=== Passage du texte ===
Au moment où je devais quitter le département de maternité, le médecin est venu me dire que Nick semblait être en bonne santé. Il y avait quelque chose d'hésitant dans sa voix, ce qui n'était pas tout à fait rassurant. Mais mon enfant était beau, n'avait pas de handicap physique apparent et je suis rentrée heureuse à la maison.
Très tôt, en le voyant grandir, je me suis aperçue qu'il ne faisait pas les progrès attendus selon son âge : il était plus lent, marchait de travers, avait le regard fuyant et ne se laissait pas cajoler. Il montrait des limites dans la socialisation et du retard dans le langage. Son premier mot, « maman », a été [p. 19]prononcé vers l'âge de deux ans et « papa » l'a été beaucoup plus tard. Toutefois, vers l'âge de trois ans, il va rapidement se rattraper et dépasser le niveau du langage de sa soeur et de son frère lorsqu'ils avaient le même âge. Malgré son riche vocabulaire, sa faculté de communiquer avec autrui n'a pas progressé. Entre autres, il fait l'inversion pronominale et dit « il » à la place de «je ». Nick est cependant entièrement absorbé par des constructions de Lego. J'étais en admiration devant tous ses multiples assemblages de cubes et de formes, sans me douter de rien. C'était son passe-temps favori. Je l'imaginais déjà architecte ou ingénieur.

=== Consigne ===
Poursuivez le récit ci-dessus sur l'enfance de Nick en reprenant juste après sa dernière phrase.

=== Extraits du matériau ===

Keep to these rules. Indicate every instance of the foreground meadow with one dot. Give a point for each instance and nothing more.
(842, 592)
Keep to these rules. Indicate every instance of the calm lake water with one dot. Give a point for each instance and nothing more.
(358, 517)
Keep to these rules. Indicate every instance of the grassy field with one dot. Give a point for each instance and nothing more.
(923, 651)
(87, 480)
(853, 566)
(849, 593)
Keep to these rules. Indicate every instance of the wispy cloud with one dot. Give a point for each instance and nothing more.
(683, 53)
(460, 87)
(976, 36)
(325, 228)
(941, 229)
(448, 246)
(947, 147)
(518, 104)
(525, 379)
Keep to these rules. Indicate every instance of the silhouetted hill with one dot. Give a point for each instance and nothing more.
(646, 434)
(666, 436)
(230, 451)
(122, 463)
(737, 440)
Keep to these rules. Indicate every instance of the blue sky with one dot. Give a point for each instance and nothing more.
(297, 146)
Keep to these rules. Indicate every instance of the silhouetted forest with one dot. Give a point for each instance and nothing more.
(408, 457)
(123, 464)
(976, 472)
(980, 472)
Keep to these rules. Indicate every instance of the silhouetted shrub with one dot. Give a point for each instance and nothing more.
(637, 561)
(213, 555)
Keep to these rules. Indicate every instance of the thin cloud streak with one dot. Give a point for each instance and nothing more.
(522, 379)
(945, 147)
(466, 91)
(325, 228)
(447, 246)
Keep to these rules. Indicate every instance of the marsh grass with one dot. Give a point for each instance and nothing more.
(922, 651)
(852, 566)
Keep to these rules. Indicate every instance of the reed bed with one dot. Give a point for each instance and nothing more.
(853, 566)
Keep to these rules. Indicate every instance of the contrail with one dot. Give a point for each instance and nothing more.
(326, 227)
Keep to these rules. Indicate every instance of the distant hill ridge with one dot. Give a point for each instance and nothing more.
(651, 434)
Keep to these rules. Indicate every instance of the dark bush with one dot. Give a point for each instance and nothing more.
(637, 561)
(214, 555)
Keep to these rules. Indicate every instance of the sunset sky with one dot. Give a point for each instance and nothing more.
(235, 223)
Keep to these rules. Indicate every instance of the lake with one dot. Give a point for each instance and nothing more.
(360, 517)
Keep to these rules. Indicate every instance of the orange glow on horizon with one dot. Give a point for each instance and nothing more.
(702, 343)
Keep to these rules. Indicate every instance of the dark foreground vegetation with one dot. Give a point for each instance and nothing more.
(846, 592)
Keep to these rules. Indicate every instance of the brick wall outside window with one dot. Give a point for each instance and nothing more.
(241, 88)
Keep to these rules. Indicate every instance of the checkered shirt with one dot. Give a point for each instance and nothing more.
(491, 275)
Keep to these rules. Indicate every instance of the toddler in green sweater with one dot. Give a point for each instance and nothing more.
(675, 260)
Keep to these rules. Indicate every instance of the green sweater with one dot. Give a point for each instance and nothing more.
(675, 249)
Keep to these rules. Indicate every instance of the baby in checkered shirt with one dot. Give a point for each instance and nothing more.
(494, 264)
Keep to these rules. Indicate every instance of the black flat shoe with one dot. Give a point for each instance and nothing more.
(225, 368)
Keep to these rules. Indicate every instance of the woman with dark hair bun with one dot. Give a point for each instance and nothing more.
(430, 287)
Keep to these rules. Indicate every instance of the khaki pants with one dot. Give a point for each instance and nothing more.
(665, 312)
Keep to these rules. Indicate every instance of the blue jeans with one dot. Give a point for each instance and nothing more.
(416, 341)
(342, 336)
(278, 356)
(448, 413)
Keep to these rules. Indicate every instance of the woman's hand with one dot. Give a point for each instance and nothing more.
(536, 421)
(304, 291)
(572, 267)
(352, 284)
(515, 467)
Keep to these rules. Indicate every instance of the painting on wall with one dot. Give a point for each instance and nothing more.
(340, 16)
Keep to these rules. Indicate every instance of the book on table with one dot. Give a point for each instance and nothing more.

=== Résultat de la tâche ===
Nous ne nous sommes pas rendu compte à quel point Nick était sensible aux bruits, à la lumière, aux odeurs et aux touchers neurosensoriels. Sa toilette représentait une corvée particulièrement pénible. Dans la douche, il piquait des crises épouvantables. Il ne fallait surtout pas laisser couler le jet d'eau sur sa tête. C'était une grande terreur pour lui, sans que nous sachions pourquoi. Habituellement, les enfants aiment jouer dans l'eau. Or, pour Nick, c'était une véritable torture. Aussi, le brossage des dents était une expérience très traumatisante pour lui. Nous étions, à ce moment-là, confrontés à des comportements incompréhensibles, nouveaux et différents pour nous. Nous nous demandions quoi faire, comment agir, comment l'apprivoiser, comment l'aider à vaincre ses peurs et ses angoisses. Notre patience a souvent été mise à rude épreuve. Nous étions complètement démunis par rapport à [p. 20]un tel défi et, mutuellement, nous nous sommes consolés en nous disant qu'avec le temps, tout allait s'arranger.
L'acquisition la plus difficile pour mon fils a été celle de la propreté. Je vous épargne les détails. Elle s'est améliorée, mais elle n'est toujours pas totalement acquise. C'est là que notre ignorance de son syndrome nous a joué de vilains tours en laissant des conséquences irréparables.
Ce n'était que le début d'une odyssée tortueuse, imprévisible et difficile à vivre au quotidien.
Nous parlions le croate à la maison, mais cela n'a pas empêché nos deux aînés de s'inscrire à la maternelle en français. Nick, plus renfermé, moins sociable, a eu besoin de passer par une classe d'accueil. L'institutrice a vite remarqué ses problèmes de comportement. Ne sachant pas quoi faire, elle le punissait ou le renvoyait à la maison. Il était évident que Nick n'était pas à l'aise dans le groupe. On lui a demandé l'impossible. L'école a brisé sa routine et ses habitudes quotidiennes. Le changement d'environnement et le fait de s'habituer à fonctionner en groupe, avec d'autres enfants, l'ont perturbé. Nous sommes alors entrés, sans le savoir, dans un long tunnel qui ne s'est ouvert à un peu plus de lumière que trente années plus tard, lorsque nous avons reçu le diagnostic d'autisme.